DATA EXCERPTS:
##############################

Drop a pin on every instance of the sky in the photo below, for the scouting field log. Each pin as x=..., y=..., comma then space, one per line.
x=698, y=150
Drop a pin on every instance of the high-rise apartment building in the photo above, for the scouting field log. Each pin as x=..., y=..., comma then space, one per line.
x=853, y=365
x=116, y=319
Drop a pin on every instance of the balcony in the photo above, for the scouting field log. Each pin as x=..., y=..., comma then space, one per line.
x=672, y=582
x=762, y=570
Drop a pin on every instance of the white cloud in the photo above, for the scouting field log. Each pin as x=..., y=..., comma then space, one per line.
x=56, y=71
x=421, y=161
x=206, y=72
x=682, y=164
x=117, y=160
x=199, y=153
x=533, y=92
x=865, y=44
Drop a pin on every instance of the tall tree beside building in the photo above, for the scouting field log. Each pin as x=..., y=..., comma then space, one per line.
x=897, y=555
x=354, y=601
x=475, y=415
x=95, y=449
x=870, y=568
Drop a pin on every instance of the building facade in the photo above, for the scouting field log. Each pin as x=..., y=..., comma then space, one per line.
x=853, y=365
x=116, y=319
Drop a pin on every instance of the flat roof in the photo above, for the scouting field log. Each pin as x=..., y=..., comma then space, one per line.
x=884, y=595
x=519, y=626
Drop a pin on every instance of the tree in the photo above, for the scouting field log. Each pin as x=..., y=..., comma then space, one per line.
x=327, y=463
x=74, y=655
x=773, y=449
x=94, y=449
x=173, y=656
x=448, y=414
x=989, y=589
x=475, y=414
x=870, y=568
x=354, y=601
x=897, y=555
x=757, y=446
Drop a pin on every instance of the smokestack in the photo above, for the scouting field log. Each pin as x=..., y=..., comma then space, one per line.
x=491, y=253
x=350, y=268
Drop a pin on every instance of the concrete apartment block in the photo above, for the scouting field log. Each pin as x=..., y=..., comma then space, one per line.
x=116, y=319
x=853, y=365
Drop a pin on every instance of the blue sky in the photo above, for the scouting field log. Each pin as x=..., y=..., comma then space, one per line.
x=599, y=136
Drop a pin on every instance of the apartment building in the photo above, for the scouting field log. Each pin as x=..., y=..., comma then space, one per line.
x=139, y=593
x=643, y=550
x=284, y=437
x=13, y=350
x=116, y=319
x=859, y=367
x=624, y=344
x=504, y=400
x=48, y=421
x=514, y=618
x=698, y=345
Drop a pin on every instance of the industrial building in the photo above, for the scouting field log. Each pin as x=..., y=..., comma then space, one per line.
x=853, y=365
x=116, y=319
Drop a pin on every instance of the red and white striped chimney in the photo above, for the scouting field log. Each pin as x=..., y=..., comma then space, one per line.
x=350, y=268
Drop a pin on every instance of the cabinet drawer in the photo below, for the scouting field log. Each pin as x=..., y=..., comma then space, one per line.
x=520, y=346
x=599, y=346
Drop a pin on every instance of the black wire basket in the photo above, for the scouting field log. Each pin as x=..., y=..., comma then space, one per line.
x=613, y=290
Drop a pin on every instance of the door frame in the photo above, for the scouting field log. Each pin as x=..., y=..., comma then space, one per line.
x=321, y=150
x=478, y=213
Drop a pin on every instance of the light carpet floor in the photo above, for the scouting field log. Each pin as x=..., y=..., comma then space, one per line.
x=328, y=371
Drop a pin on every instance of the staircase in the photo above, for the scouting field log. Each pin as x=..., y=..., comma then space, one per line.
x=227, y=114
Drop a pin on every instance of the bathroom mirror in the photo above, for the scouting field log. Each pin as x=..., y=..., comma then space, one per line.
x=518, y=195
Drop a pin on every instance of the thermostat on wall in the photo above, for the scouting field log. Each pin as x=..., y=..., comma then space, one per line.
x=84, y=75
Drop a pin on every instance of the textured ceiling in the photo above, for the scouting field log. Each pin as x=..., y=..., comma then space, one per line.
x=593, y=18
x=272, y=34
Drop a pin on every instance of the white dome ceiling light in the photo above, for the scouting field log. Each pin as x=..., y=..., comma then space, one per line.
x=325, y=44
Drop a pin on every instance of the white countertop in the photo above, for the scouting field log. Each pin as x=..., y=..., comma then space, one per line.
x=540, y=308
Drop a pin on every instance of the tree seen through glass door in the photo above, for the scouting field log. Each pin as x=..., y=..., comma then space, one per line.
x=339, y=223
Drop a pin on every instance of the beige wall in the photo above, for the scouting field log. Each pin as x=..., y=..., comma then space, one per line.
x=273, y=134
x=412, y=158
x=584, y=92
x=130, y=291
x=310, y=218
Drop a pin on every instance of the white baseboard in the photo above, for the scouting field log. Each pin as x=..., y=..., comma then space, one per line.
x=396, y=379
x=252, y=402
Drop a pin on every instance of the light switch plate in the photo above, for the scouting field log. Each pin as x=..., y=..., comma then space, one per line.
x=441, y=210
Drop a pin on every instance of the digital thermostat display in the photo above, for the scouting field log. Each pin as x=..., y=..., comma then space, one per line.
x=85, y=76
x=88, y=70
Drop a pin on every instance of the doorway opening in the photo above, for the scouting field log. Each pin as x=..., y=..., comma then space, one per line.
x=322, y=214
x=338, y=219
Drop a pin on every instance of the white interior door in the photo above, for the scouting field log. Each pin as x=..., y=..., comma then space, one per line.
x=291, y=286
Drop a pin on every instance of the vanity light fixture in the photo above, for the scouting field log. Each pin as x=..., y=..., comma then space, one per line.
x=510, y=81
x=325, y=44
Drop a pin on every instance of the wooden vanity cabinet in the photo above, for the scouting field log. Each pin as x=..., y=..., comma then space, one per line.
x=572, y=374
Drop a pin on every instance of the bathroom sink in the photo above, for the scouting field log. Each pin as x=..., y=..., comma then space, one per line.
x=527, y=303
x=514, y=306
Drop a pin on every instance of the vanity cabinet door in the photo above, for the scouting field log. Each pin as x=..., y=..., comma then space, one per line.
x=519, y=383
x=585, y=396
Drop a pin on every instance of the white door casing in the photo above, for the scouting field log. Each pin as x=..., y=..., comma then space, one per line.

##############################

GIVEN TASK:
Reproduce all of the data above verbatim, line by line, without altering anything.

FULL SOLUTION:
Drop a pin on every instance of the sky in the photo below, for the scouting field log. Each pin as x=..., y=..., comma then space, one per line.
x=698, y=150
Drop a pin on every instance of the high-rise apartment building in the photo above, for the scouting field log. Each pin as x=..., y=..., comma then space, one per line.
x=853, y=365
x=116, y=319
Drop a pin on every instance of the balcony in the photo above, for the scouting field log. Each pin as x=..., y=..., comma then space, one per line.
x=672, y=582
x=762, y=570
Drop a pin on every instance of the white cloud in the photo above, for the scouting field log. Each pin as x=..., y=..., comma then space, one per line.
x=56, y=71
x=421, y=161
x=206, y=72
x=682, y=164
x=117, y=160
x=199, y=153
x=533, y=92
x=865, y=44
Drop a pin on every instance of the tall tree beside building in the photo above, for the scouting field log. Each pin as x=..., y=..., comma then space, one per line.
x=897, y=555
x=354, y=601
x=475, y=415
x=95, y=449
x=870, y=568
Drop a pin on every instance of the building facade in the photo above, for the scouting field log. Each pin as x=..., y=..., comma then space, one per line.
x=853, y=365
x=116, y=319
Drop a pin on every instance of the flat roof in the photo above, for the scouting field log. Each pin as x=..., y=..., comma then space, one per line.
x=884, y=595
x=519, y=626
Drop a pin on every instance of the tree in the photo above, for the scouting field log. Each pin as x=..., y=..., comma then space, one per line.
x=327, y=463
x=74, y=655
x=773, y=449
x=94, y=449
x=173, y=656
x=448, y=414
x=989, y=589
x=475, y=414
x=870, y=568
x=354, y=601
x=897, y=555
x=757, y=446
Drop a pin on every instance of the smokestack in the photo above, for the scouting field log. Each pin as x=..., y=..., comma then space, one per line.
x=491, y=253
x=350, y=268
Drop a pin on every instance of the concrete apartment block in the photo above, for the scouting field log. Each pin as x=..., y=..., comma then space, one per line.
x=116, y=319
x=853, y=365
Drop a pin on every instance of the blue sky in the photo above, for the scouting field log. Each pin as x=..., y=..., comma then space, one per line.
x=599, y=136
Drop a pin on every instance of the apartment building in the photo above, for the scouting field log. Each pin as x=..., y=..., comma then space, one per line.
x=139, y=593
x=643, y=550
x=284, y=437
x=13, y=350
x=116, y=319
x=859, y=367
x=624, y=344
x=504, y=400
x=48, y=421
x=514, y=618
x=698, y=345
Drop a pin on every instance of the industrial building in the photo above, for the scouting field log. Each pin as x=..., y=..., comma then space, one per line.
x=853, y=365
x=116, y=319
Drop a pin on every instance of the red and white striped chimney in the photo above, for the scouting field log. Each pin as x=..., y=..., comma then space, one per line.
x=350, y=268
Drop a pin on every instance of the cabinet drawer in the photo below, for the scouting field log. Each pin as x=..., y=..., comma then space, one per line.
x=520, y=346
x=599, y=346
Drop a pin on every instance of the black wire basket in the photo above, for the scouting field log. Each pin as x=..., y=..., comma then space, one per line.
x=613, y=290
Drop a pin on every instance of the door frame in the photo above, for the scouting field log. Each pin as x=..., y=..., comma then space, one per line.
x=321, y=150
x=478, y=213
Drop a pin on every instance of the light carpet floor in the photo above, for the scouting field log. Each pin as x=..., y=..., comma then space, one per line.
x=328, y=371
Drop a pin on every instance of the staircase in the photo above, for the scouting field log. Each pin as x=..., y=..., comma then space, one per line.
x=227, y=114
Drop a pin on every instance of the bathroom mirror in the photo above, for the scouting field log. Each pin as x=..., y=..., comma then space, one per line.
x=518, y=195
Drop a pin on every instance of the thermostat on wall in the photo above, for the scouting field log. Each pin as x=..., y=..., comma then space, one per line.
x=84, y=75
Drop a pin on every instance of the textured ceiling in the photo above, for the scouting field log. Each pin as x=..., y=..., comma then space, one per line.
x=593, y=18
x=272, y=34
Drop a pin on every instance of the white dome ceiling light in the photo above, for the scouting field log. Each pin as x=..., y=..., comma then space, one per line.
x=325, y=44
Drop a pin on every instance of the white countertop in the photo above, for the scouting field log. Each pin as x=..., y=..., comma then space, one per line.
x=540, y=308
Drop a pin on every instance of the tree seen through glass door in the photo above, for the scouting field log. Each pin as x=..., y=..., comma then space, one per line.
x=339, y=223
Drop a pin on every instance of the beige wall in the photo above, for the scouting field log. Each pin as x=..., y=..., comma then space, one per line.
x=273, y=134
x=412, y=158
x=584, y=92
x=130, y=291
x=310, y=218
Drop a pin on every instance of the white baseboard in the photo above, for the scouting field log. Each pin as x=..., y=..., comma then space, one per line.
x=396, y=379
x=252, y=402
Drop a pin on every instance of the light switch plate in the photo above, for the scouting field log. Each pin as x=..., y=..., comma then space, one per line.
x=441, y=210
Drop a pin on every instance of the digital thermostat display in the photo above, for the scouting field log. Each pin as x=..., y=..., comma then space, one per line.
x=85, y=76
x=88, y=70
Drop a pin on every instance of the doorway opening in the photo above, for the scouting field log. Each pin as x=..., y=..., comma then space, one per line.
x=322, y=214
x=338, y=219
Drop a pin on every instance of the white interior door in the photo above, for the scouting field log. Each pin as x=..., y=..., comma then space, one per line.
x=291, y=286
Drop a pin on every instance of the vanity light fixture in the photo above, for the scouting field log. Each pin as x=..., y=..., comma then space, one per line.
x=510, y=81
x=325, y=44
Drop a pin on every instance of the wooden vanity cabinet in the photo above, for the scouting field log. Each pin as x=..., y=..., comma then space, one per line.
x=572, y=374
Drop a pin on every instance of the bathroom sink in the photo above, for the scouting field log. Each pin as x=..., y=..., comma then space, one per line.
x=527, y=303
x=514, y=306
Drop a pin on every instance of the vanity cabinet door in the photo above, for the scouting field log. Each pin as x=..., y=..., comma then space, one per line.
x=519, y=383
x=585, y=396
Drop a pin on every instance of the white door casing in the photo above, for the scouting field log. Each pin as x=..., y=..., comma then space, one per line.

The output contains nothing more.